所给文段:
_ _ _
西周最后一个天子为周幽王。幽王末期,犬戎进攻镐京,袭杀幽王于骊山之下。周幽王的儿子宜臼,被拥戴为王,即周平王。由于镐京及王畿遭战争破坏,残破不堪,又处于犬戎威胁之下,周平王只好东迁到洛邑(今洛阳),重建周王朝,史称东周。东周前半期,诸侯争相称霸,持续了二百多年,称为“春秋时代”;后半期,剩下的诸侯大国继续互相征战,称为“战国时代”。
经历了西周后期的小冰川期,中国迎来了近五千年来第二个温暖期。研究发现,这一时期(直到西汉初期),冬春季无冰雪之年数达8年之多,这一数字在中国历史上仅次于唐代与宋代。
这一时期,良好的气候因素,加上技术的进步,一些国家人口和财富大幅度增长。人口的增加,各诸侯国加紧了开荒垦殖的步伐。
与此同时,封建制度本身存在的缺陷日益显露出来。一是天子分封诸侯,虽然有屏藩王室、开辟疆土之效,但容易造成诸侯割据、互相攻伐的局面。封建日久,天子与诸侯的血缘及姻亲关系日益疏远。强弱之势形成后,诸侯不再尊王,诸侯互相攻伐,所以到了东周时期,出现了春秋争霸、战国争雄之局。二是封建制度的长期运转,东周必然走向难以控制诸侯的境地。西周立国之初,王亲国戚及有功之臣尚少,封土赐田之制可行;但到春秋后期,贵族人数日增,可供分封的土地相对稀缺了,乃至渐趋无土可封之境地。“采邑”资源严重匮乏,终于出现了所谓“无禄”、“无邑”之公子、公孙。三是封建这种“封土赐民之制”,实际上成为诸侯们“抗上之资”。随着诸侯或大夫领地世袭时间的延长,他们在领地内的政治特权日益和土地的占用权力结合起来。这种情况,在政治上增大了对王室的对抗力,形成周室王权的衰落;在经济上,滋长了私人长期占用领地的倾向。此时此刻,诸侯们已不满足于仅对土地占用权和使用权的拥有,进而“问鼎”“王土”的所有权。公元前606年,楚庄王伐陆浑之戎,至于洛。洛邑是周天子的国都。楚庄王耀武扬威,观兵于周疆,向周王室的使者王孙满询问:周王室的镇国之宝鼎的大小和轻重如何。以后的人们则把“问鼎”当作欲夺取权力的代名词。
_ _ _
指令 1:
根据关于东周的短文,周平王东迁到了哪里?
指令 2:
从关于东周的短文中原样输出一段,从“西周最后一个天子为周幽王。幽”开始,到“中国历史上仅次于唐代与宋代。”结束。
指令 3:
请接着关于东周的短文的最后一句往下写。

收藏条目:
_ _ _
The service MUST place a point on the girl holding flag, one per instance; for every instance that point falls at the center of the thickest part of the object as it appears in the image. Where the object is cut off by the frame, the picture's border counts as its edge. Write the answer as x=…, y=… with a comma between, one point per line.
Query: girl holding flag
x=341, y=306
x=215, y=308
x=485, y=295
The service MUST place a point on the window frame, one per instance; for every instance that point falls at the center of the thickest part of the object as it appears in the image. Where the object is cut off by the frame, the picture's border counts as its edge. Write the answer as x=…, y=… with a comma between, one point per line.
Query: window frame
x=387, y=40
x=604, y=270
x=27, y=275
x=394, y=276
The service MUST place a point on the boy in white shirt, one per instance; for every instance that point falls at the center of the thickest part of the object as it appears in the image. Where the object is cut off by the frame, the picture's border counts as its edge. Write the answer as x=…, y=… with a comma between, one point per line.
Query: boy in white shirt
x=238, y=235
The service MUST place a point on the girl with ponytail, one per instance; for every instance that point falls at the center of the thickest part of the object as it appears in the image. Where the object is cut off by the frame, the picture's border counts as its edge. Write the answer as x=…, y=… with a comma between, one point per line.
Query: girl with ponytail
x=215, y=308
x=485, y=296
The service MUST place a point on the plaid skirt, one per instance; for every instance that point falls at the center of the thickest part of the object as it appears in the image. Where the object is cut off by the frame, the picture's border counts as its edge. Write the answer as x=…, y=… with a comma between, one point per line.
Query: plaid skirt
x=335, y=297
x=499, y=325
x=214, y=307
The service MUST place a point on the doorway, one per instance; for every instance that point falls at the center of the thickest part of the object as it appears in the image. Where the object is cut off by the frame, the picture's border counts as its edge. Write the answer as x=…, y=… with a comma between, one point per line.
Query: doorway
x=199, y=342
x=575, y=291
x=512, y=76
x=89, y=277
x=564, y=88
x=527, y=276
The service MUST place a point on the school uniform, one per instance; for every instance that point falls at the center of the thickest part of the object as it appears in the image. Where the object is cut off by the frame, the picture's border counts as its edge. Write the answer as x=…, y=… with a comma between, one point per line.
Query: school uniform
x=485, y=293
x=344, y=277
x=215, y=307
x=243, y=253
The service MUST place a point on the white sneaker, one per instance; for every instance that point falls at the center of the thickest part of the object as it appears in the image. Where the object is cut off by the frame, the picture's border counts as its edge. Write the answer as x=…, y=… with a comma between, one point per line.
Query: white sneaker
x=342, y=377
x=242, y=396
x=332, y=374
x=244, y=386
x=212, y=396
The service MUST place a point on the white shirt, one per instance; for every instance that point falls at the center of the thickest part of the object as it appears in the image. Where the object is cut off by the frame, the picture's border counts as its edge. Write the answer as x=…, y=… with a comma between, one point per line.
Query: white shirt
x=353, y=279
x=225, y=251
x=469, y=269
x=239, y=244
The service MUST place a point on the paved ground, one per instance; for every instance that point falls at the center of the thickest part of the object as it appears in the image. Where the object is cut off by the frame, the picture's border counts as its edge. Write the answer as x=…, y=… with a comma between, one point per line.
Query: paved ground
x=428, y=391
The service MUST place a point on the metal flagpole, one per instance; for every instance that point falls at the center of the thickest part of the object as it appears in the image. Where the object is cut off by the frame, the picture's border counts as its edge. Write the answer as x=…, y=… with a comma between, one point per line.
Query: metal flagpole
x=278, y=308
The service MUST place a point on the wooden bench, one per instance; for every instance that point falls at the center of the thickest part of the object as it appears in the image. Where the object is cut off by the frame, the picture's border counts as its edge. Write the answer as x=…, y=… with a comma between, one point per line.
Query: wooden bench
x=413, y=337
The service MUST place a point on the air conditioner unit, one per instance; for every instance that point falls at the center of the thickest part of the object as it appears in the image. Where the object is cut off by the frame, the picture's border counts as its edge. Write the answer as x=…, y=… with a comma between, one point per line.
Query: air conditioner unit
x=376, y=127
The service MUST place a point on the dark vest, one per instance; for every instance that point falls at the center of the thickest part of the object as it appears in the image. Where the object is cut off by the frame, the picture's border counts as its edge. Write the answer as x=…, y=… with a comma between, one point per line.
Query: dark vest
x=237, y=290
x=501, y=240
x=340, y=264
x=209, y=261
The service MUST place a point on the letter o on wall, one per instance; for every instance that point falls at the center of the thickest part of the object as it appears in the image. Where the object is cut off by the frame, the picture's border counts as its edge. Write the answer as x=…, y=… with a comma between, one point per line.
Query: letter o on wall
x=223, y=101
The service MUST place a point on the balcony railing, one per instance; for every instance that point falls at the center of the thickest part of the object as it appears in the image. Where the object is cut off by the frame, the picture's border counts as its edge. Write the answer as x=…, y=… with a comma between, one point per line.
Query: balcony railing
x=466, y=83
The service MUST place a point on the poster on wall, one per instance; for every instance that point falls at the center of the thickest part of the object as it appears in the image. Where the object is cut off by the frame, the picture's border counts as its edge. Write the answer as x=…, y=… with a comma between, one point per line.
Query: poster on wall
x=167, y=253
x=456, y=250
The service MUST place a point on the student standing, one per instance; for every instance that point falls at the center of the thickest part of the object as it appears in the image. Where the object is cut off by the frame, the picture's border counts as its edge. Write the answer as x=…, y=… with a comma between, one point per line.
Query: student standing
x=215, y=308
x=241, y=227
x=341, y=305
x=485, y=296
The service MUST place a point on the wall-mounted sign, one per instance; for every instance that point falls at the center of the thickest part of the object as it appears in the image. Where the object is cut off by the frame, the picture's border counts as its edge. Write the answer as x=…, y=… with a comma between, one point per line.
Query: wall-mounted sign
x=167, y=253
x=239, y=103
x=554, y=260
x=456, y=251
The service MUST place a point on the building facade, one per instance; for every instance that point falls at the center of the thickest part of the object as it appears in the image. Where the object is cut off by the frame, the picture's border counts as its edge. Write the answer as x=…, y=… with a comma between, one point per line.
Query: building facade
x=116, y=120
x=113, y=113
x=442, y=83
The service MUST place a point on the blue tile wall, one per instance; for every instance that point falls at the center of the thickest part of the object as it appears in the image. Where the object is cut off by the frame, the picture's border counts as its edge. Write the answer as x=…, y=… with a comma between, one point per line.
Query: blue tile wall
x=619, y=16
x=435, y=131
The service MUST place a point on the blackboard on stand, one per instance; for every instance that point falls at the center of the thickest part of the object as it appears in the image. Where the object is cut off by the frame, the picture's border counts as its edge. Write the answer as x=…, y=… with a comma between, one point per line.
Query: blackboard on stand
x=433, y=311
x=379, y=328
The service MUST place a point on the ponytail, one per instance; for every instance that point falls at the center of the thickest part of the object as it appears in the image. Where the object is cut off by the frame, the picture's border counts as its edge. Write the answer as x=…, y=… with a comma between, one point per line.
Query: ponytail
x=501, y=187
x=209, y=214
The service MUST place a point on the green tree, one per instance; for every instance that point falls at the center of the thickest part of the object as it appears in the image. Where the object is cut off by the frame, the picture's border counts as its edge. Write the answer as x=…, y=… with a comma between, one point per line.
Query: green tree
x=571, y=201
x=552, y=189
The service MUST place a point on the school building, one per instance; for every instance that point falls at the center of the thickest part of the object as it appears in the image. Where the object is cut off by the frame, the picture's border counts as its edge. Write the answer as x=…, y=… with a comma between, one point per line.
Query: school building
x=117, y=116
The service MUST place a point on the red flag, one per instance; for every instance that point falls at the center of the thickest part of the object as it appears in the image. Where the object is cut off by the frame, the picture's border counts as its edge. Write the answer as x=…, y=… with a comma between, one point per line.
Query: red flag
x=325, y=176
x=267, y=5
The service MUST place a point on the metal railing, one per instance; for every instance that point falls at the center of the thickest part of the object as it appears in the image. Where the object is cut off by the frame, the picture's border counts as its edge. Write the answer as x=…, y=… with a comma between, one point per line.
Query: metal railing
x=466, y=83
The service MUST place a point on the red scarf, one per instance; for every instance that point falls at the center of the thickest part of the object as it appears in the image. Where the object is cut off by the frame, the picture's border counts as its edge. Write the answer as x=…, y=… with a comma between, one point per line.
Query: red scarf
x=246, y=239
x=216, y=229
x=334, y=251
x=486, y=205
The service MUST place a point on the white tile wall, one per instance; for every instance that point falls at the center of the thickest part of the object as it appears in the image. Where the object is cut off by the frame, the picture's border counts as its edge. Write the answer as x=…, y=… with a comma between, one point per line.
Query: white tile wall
_ _ _
答案 1:
洛邑(今洛阳)。

答案 2:
西周最后一个天子为周幽王。幽王末期,犬戎进攻镐京,袭杀幽王于骊山之下。周幽王的儿子宜臼,被拥戴为王,即周平王。由于镐京及王畿遭战争破坏,残破不堪,又处于犬戎威胁之下,周平王只好东迁到洛邑(今洛阳),重建周王朝,史称东周。东周前半期,诸侯争相称霸,持续了二百多年,称为“春秋时代”;后半期,剩下的诸侯大国继续互相征战,称为“战国时代”。
经历了西周后期的小冰川期,中国迎来了近五千年来第二个温暖期。研究发现,这一时期(直到西汉初期),冬春季无冰雪之年数达8年之多,这一数字在中国历史上仅次于唐代与宋代。

答案 3:
应该说,春秋时期,社会阶级基础并未发生根本的改变。王室虽衰,但周室所封诸侯仍在,而且正是由它们构成春秋列国体制的主体。诸侯们既是周代统治利益的分享者,又是周代统治秩序的维护者,可以说它们是与周代分封制体制共生共存的社会基础。这决定了诸侯国的改革,并不是为了动摇周天子的共主地位,而是增强自己“问鼎”的实力(增加财源和兵源),挟天子以令诸侯。
齐国率先搞土地制度变革。管仲推出了“相地而衰征”的土地变革举措,使齐国一跃而成为春秋第一强国、五霸之首,“九合诸侯,一匡天下”。齐国土地变革的成功,深深地触动了其他诸侯国,晋国、鲁国、郑国等纷纷效仿,各有突破,最终形成了一场轰轰烈烈的、席卷华夏大地的土地制度变革运动。
齐国:“相地而衰征”
齐国的缔造者为吕尚,后世的小说如《封神演义》称之为姜子牙、姜太公。
周武王伐纣,吕尚为军师,牧野大战,立了首功。周初分封,姜太公被封为齐国君主。“太公至国,脩政,因其俗,简其礼,通商工之业,便鱼盐之利,而人民多归齐,齐为大国”,也就是说,经过姜太公的治理,齐国在经济上成了大国。后来,武王崩,成王即位,周公旦摄政。“三监”作乱,周天子乃使召康公命姜太公曰:“东至海,西至河,南至穆陵,北至无棣,五侯九伯,实得征之。”齐国由此获得征伐的权力,在政治上,成了大国。
到了春秋初期,齐国第十四位国君齐襄公当政,齐国出现了一场大变故。
襄公有一个同父异母的妹妹,即文姜。有学者称,文姜是春秋时期四大美女之一,兼且通今博古,出口成文,因此号为文姜。
文姜曾被许配给郑国公子忽,郑国人还为此创作了一首诗歌来表达对这位未来的君夫人的期待之情,即《诗经·郑风?有女同车》:
有女同车,颜如舜华,将翱将翔,佩玉琼琚。彼美孟姜,洵美且都。
有女同行,颜如舜英,将翱将翔,佩玉将将。彼美孟姜,德音不忘。
然而,郑忽以“齐大非偶”为由,退掉了这门亲事。所谓“齐大非偶”,指辞婚者表示自己门第或势位卑微,不敢高攀。
不过,其退亲的真正原因可能是他当时已经知晓了文姜的私情——她的情人,就是她的胞兄——襄公。《诗经》的《南山》、《敝笱》、《载驱》,均描述了二人的乱伦之事。
后来,文姜嫁到了鲁国,成了鲁桓公的夫人,并为他生育二子。文姜嫁鲁的十五年,鲁桓公带文姜返齐。在此期间,文姜与襄公又燃私情。鲁桓公发现了这桩丑事,于是严词斥责文姜,齐襄公恼羞成怒,派遣公子彭生杀死了鲁桓公。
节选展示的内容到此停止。